> _Raw records_
::::::::::

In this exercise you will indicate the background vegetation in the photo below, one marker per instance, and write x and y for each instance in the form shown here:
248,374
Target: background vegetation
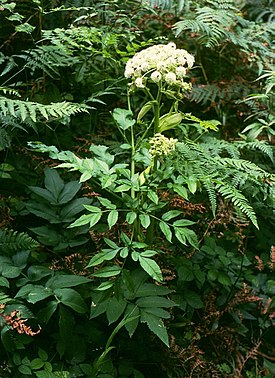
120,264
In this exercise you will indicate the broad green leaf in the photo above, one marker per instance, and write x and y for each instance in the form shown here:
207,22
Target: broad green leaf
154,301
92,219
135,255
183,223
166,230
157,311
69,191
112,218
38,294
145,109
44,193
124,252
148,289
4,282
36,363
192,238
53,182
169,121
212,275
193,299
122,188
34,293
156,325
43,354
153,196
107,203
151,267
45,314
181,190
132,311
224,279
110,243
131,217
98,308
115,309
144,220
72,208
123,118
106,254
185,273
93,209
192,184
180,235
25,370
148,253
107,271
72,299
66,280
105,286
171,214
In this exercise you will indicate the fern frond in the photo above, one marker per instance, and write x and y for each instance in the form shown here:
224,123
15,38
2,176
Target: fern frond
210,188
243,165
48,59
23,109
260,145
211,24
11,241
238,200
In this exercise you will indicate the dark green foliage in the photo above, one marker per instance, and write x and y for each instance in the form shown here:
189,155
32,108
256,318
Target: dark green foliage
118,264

::::::::::

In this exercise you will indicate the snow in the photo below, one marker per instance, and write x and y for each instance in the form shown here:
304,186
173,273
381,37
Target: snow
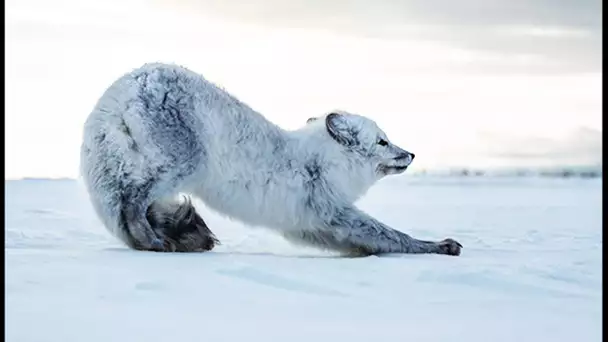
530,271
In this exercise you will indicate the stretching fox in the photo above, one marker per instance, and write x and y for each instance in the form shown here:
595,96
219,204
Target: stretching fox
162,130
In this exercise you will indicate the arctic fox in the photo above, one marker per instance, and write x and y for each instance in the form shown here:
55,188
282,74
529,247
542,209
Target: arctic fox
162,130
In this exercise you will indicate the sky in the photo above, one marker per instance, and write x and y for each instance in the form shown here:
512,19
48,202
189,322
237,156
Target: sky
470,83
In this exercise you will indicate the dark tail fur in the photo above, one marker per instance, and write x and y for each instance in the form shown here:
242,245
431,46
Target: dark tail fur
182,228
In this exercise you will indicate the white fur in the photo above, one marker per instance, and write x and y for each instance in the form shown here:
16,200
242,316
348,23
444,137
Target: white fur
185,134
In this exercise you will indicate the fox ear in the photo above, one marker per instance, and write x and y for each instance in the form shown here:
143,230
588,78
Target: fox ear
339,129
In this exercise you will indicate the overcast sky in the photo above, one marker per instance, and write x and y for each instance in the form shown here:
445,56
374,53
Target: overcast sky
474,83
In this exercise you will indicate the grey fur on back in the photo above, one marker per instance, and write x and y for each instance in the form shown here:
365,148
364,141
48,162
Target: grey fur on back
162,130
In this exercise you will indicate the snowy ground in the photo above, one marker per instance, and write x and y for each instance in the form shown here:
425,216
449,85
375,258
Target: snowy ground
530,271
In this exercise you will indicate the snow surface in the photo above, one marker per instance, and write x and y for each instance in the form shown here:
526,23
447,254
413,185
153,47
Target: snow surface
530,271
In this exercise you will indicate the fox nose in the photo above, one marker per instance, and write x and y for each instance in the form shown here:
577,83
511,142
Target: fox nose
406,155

::::::::::

> _Exercise task_
List each line of the records that contains the string "background". Case counts.

> _Task answer_
In this exercise you will indicate the background vegetation in the photo below, one marker per instance, and write x and y for each instance in the form shown here:
Target: background vegetation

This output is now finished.